**SUPPLIED MATERIAL:**
___

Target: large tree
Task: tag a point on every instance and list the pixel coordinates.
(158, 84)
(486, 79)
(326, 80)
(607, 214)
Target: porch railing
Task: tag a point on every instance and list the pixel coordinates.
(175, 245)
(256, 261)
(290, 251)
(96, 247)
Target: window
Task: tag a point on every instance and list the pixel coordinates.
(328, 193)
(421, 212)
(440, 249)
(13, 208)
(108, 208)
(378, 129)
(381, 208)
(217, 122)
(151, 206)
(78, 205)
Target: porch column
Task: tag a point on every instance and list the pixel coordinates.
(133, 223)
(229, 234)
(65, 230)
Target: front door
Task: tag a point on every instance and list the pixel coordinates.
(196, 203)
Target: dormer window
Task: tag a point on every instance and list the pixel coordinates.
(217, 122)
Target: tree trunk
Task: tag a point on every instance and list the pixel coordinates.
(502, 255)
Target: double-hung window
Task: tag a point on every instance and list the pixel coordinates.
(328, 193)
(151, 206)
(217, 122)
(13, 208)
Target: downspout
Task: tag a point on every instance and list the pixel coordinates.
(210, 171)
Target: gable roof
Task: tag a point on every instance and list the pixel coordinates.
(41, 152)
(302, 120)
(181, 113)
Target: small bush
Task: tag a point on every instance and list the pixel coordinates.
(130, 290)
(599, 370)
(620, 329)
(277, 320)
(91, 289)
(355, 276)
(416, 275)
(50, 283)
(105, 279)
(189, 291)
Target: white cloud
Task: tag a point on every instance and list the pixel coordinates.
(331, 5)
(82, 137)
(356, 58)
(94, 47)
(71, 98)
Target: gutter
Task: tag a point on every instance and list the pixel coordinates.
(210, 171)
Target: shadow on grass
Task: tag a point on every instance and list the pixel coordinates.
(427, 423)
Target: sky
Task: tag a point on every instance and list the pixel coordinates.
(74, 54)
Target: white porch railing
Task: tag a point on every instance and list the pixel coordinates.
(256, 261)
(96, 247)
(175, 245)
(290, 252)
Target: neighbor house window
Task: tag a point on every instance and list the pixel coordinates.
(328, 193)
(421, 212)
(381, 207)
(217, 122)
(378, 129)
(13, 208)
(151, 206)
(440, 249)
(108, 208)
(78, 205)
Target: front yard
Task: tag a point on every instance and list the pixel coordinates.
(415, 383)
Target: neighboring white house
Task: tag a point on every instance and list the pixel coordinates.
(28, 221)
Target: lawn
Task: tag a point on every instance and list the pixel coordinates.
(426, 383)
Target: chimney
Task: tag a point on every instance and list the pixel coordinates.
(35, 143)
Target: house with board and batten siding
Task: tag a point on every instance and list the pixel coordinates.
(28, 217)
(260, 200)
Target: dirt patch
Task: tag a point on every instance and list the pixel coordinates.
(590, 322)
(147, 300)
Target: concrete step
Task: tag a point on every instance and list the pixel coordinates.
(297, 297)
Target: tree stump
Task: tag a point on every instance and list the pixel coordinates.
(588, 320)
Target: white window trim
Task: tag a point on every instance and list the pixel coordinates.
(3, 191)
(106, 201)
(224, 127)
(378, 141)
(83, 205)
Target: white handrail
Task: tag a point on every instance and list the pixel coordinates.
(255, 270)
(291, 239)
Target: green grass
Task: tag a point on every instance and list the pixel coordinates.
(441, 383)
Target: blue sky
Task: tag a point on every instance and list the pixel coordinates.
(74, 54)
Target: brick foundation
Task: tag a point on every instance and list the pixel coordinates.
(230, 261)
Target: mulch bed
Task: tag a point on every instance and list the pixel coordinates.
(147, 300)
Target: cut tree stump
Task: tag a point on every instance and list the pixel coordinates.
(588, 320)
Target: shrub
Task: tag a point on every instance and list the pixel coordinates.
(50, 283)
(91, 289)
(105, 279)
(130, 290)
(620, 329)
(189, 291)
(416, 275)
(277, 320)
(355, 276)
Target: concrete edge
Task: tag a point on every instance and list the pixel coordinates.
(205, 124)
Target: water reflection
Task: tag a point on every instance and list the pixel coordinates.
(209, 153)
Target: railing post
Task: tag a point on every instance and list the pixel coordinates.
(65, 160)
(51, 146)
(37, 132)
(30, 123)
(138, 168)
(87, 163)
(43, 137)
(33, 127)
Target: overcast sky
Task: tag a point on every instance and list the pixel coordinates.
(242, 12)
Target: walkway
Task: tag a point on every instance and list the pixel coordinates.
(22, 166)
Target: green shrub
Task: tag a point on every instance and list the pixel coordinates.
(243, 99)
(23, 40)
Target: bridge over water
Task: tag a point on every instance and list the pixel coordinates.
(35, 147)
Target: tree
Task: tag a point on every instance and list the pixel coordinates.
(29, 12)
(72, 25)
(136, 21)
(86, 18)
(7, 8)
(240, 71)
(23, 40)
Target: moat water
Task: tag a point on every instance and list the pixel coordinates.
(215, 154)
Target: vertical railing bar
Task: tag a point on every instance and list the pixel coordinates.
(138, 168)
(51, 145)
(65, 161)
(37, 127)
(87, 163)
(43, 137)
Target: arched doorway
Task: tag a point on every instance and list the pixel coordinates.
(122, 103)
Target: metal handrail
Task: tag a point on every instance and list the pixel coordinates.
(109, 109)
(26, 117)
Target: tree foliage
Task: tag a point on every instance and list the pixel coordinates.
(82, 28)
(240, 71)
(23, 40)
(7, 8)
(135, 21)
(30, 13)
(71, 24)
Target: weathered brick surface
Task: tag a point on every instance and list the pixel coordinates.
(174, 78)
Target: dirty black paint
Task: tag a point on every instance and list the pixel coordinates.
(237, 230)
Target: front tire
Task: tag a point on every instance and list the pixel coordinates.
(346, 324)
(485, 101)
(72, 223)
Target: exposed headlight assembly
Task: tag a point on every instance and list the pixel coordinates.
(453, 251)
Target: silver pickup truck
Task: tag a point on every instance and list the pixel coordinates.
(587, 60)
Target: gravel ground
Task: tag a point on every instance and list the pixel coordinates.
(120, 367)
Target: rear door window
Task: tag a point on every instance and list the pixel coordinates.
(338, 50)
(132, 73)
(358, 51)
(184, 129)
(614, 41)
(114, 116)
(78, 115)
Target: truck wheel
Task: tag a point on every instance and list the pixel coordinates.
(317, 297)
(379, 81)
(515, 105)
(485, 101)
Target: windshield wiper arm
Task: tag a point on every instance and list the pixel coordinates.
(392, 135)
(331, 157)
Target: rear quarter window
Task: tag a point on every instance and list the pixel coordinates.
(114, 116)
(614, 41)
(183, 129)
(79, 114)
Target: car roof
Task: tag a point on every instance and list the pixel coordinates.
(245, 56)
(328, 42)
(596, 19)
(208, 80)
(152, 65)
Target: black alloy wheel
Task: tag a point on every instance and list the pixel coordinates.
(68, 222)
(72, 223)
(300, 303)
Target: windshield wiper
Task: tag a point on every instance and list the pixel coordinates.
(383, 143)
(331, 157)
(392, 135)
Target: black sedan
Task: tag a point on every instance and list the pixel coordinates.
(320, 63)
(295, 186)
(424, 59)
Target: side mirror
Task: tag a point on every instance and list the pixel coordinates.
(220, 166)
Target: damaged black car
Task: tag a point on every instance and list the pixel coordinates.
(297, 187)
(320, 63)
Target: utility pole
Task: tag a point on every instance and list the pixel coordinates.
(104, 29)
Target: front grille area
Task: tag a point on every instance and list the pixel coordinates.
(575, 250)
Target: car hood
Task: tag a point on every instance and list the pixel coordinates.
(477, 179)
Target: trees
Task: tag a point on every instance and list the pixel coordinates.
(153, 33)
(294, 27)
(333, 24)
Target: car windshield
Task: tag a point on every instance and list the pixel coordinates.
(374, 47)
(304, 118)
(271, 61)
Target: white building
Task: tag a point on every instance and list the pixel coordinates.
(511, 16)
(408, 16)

___

**PROBLEM TO SOLVE:**
Retype all of the material above with every character intact.

**RIGHT ANSWER:**
Target: large tree
Task: tag a point on every instance and list the pixel coordinates.
(158, 84)
(486, 79)
(326, 80)
(607, 214)
Target: porch railing
Task: tag a point on every instance and list the pixel coordinates.
(175, 245)
(256, 261)
(290, 251)
(96, 247)
Target: window
Task: tag a point on every instance and list the pixel coordinates.
(328, 193)
(421, 212)
(440, 249)
(13, 208)
(108, 208)
(378, 129)
(381, 208)
(217, 122)
(151, 206)
(78, 205)
Target: porch column
Task: tag a point on every instance and list the pixel coordinates.
(133, 223)
(229, 234)
(65, 230)
Target: front door
Task: tag a point on every instance and list the pixel coordinates.
(196, 203)
Target: dormer window
Task: tag a point on every instance and list the pixel coordinates.
(217, 122)
Target: tree trunk
Task: tag a point on every instance and list the pixel coordinates.
(502, 255)
Target: double-hung window
Task: tag a point on every instance and list the pixel coordinates.
(328, 193)
(151, 206)
(217, 122)
(13, 208)
Target: downspout
Task: tag a point on every instance and list the pixel coordinates.
(210, 171)
Target: gable roof
Task: tag a point on every instance and list the pixel coordinates.
(41, 152)
(302, 120)
(181, 113)
Target: small bush
Task: tag a point on every instance and list the pixel coordinates.
(130, 290)
(599, 370)
(620, 329)
(277, 320)
(91, 289)
(355, 276)
(416, 275)
(50, 283)
(105, 279)
(189, 291)
Target: white cloud
Task: tag a point on every instance and list the pixel coordinates.
(331, 5)
(82, 137)
(356, 58)
(94, 47)
(71, 98)
Target: gutter
Task: tag a point on every instance and list the pixel coordinates.
(210, 171)
Target: shadow on grass
Task: tag a point on every instance and list the pixel coordinates.
(427, 423)
Target: sky
Task: tag a point on every instance and list the pixel coordinates.
(74, 54)
Target: white porch railing
Task: tag a point on every instance and list the pixel coordinates.
(256, 261)
(96, 247)
(175, 245)
(290, 252)
Target: neighbor house window
Task: tag a point on every instance and list the pixel coordinates.
(328, 193)
(421, 212)
(381, 207)
(217, 122)
(378, 129)
(13, 208)
(151, 206)
(440, 249)
(108, 208)
(78, 205)
Target: front yard
Task: tag a point on every instance and list the pixel coordinates.
(415, 383)
Target: neighboring white house
Task: tag a point on every instance and list the pixel coordinates.
(28, 221)
Target: lawn
Task: tag a point on every instance and list the pixel coordinates.
(426, 383)
Target: chimney
Task: tag a point on every instance and list the pixel coordinates.
(35, 143)
Target: house with board and batten siding
Task: tag a point on every instance and list the pixel coordinates.
(28, 217)
(260, 200)
Target: dirt patch
Task: tag a point on every instance and list the pixel coordinates.
(590, 322)
(147, 300)
Target: concrete step
Task: tag a point on every instance and list the pixel coordinates.
(297, 297)
Target: tree stump
Task: tag a point on every instance and list the pixel coordinates.
(588, 320)
Target: white window trim
Task: tag a point on every instance and list the pixel coordinates.
(3, 191)
(106, 201)
(224, 127)
(378, 141)
(83, 205)
Target: white handrail
Task: tag a point on every instance and list the pixel coordinates.
(255, 270)
(291, 239)
Target: green grass
Task: tag a point on every instance and list the pixel coordinates.
(441, 383)
Target: blue sky
Task: tag a point on every instance and list the pixel coordinates.
(74, 54)
Target: brick foundation
Task: tag a point on every instance and list the pixel coordinates.
(230, 261)
Target: mulch bed
Task: tag a point on every instance and list the pixel coordinates.
(147, 300)
Target: cut tree stump
Task: tag a point on every instance and list the pixel coordinates.
(588, 320)
Target: shrub
Task: tag a point on every instance and list the pixel coordinates.
(50, 283)
(91, 289)
(105, 279)
(130, 290)
(620, 329)
(189, 291)
(416, 275)
(277, 320)
(355, 276)
Target: concrete edge
Task: tag a point on every instance and list the pixel coordinates.
(205, 124)
Target: water reflection
Task: tag a point on every instance and list the pixel coordinates.
(209, 153)
Target: railing post
Task: tag a point on every instance and list the pixel coordinates.
(65, 160)
(51, 146)
(37, 132)
(30, 123)
(138, 168)
(87, 163)
(43, 137)
(33, 127)
Target: overcast sky
Task: tag a point on every instance and list the pixel coordinates.
(242, 12)
Target: walkway
Task: tag a point on every instance and list the pixel coordinates.
(22, 166)
Target: green shrub
Task: tag a point on every instance and list the pixel coordinates.
(243, 99)
(23, 40)
Target: bridge over water
Task: tag a point on every instance and list the pixel coordinates.
(35, 147)
Target: tree
Task: tag a point on every instance and list the pixel coordinates.
(29, 12)
(72, 25)
(136, 21)
(86, 18)
(7, 8)
(240, 71)
(23, 40)
Target: moat water
Task: tag a point on every instance and list the pixel coordinates.
(215, 154)
Target: vertical railing bar
Task: tag a point on every instance and list the pixel coordinates.
(138, 168)
(51, 145)
(65, 161)
(37, 127)
(87, 163)
(43, 137)
Target: arched doorway
Task: tag a point on every instance and list the pixel coordinates.
(122, 103)
Target: metal handrail
Task: tag a point on every instance and list the pixel coordinates.
(109, 109)
(26, 117)
Target: tree foliage
Task: tag a point on every instance and list the pixel coordinates.
(82, 28)
(240, 71)
(23, 40)
(7, 8)
(135, 21)
(30, 13)
(71, 24)
Target: weathered brick surface
Task: tag a point on every instance and list the pixel coordinates.
(174, 78)
Target: dirty black paint
Task: tag a point on every instance and list the pixel coordinates.
(237, 230)
Target: front tire
Task: tag a point on every instance and list the pixel coordinates.
(346, 324)
(485, 101)
(72, 223)
Target: exposed headlight assembly
Task: tag a point on every instance and list the pixel coordinates.
(453, 251)
Target: silver pickup truck
Task: tag a point on every instance and list the pixel coordinates.
(587, 60)
Target: gravel ground
Task: tag a point on every instance and list the pixel coordinates.
(120, 367)
Target: rear door window
Task: tag a point on every instance and list the pixel coordinates.
(338, 50)
(132, 73)
(358, 51)
(184, 129)
(614, 41)
(114, 116)
(78, 115)
Target: truck wheel
Task: tag a point on every instance and list the pixel coordinates.
(317, 297)
(379, 81)
(515, 105)
(485, 101)
Target: windshield wiper arm
Task: tag a point on every instance and list the pixel coordinates.
(392, 135)
(331, 157)
Target: rear quarter window
Task: tag a point on every instance and list the pixel coordinates.
(114, 116)
(614, 41)
(183, 129)
(79, 114)
Target: car roof
Task: tag a point on every instance and list the pixel coordinates.
(245, 56)
(328, 42)
(596, 19)
(208, 80)
(152, 65)
Target: black alloy wheel
Task: tag a point on every instance and list the pixel coordinates.
(68, 222)
(72, 223)
(300, 303)
Target: windshield wiper
Task: tag a point on every instance and list the pixel coordinates.
(383, 143)
(331, 157)
(392, 135)
Target: black sedan
Task: tag a point on every instance and list the pixel coordinates.
(320, 63)
(295, 186)
(424, 59)
Target: side mirror
Task: tag a point on every instance and list the pixel coordinates.
(220, 166)
Target: damaged black car
Task: tag a point on every instance and list the pixel coordinates.
(297, 187)
(320, 63)
Target: utility pole
Task: tag a point on every instance and list the pixel coordinates.
(104, 29)
Target: front grille area
Task: tag a point on every instance and list the pixel coordinates.
(575, 250)
Target: car hood
Task: tag a point on every instance and list the pixel coordinates.
(477, 179)
Target: trees
Task: tag a point on every instance and list the pixel coordinates.
(153, 33)
(294, 27)
(333, 24)
Target: car windshield
Task: tag a point on every instance and list the pixel coordinates.
(374, 47)
(304, 118)
(271, 61)
Target: white building
Task: tag a point on every instance and list the pixel coordinates.
(511, 16)
(408, 16)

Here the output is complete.